§ **Information supplied**
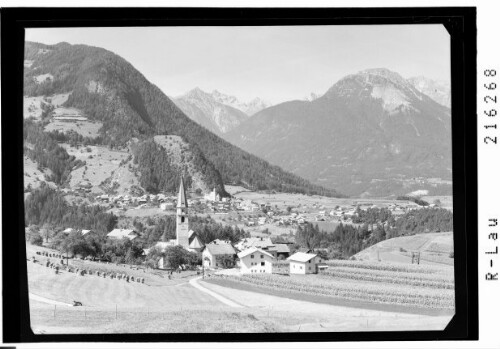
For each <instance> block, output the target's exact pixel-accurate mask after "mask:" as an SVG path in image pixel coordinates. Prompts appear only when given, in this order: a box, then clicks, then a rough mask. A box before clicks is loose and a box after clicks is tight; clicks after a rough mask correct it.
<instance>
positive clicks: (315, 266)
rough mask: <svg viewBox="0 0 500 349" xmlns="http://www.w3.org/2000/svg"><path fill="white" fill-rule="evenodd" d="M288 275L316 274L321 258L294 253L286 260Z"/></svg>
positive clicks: (297, 252)
mask: <svg viewBox="0 0 500 349" xmlns="http://www.w3.org/2000/svg"><path fill="white" fill-rule="evenodd" d="M287 260H288V261H290V274H317V273H318V269H319V265H320V263H321V258H320V257H318V255H316V254H314V253H303V252H296V253H294V254H293V255H291V256H290V257H288V258H287Z"/></svg>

§ **What to work on**
Revise the rows from the start of the rows through the line holding "positive clicks: (315, 266)", inclusive, replacing "instance" with "object" and changing nothing else. Leave the pictures out of your answer.

§ **Answer below**
For each <object> block, output the target's exact pixel-accurate mask after "mask:" as an SVG path in image pixel coordinates. Prompts appear only when given, in this order: a box, then clicks, then a rough mask. A box before clicks is loose and a box after clicks is tight; clicks after a rough mask correct it.
<object>
positive clicks: (315, 266)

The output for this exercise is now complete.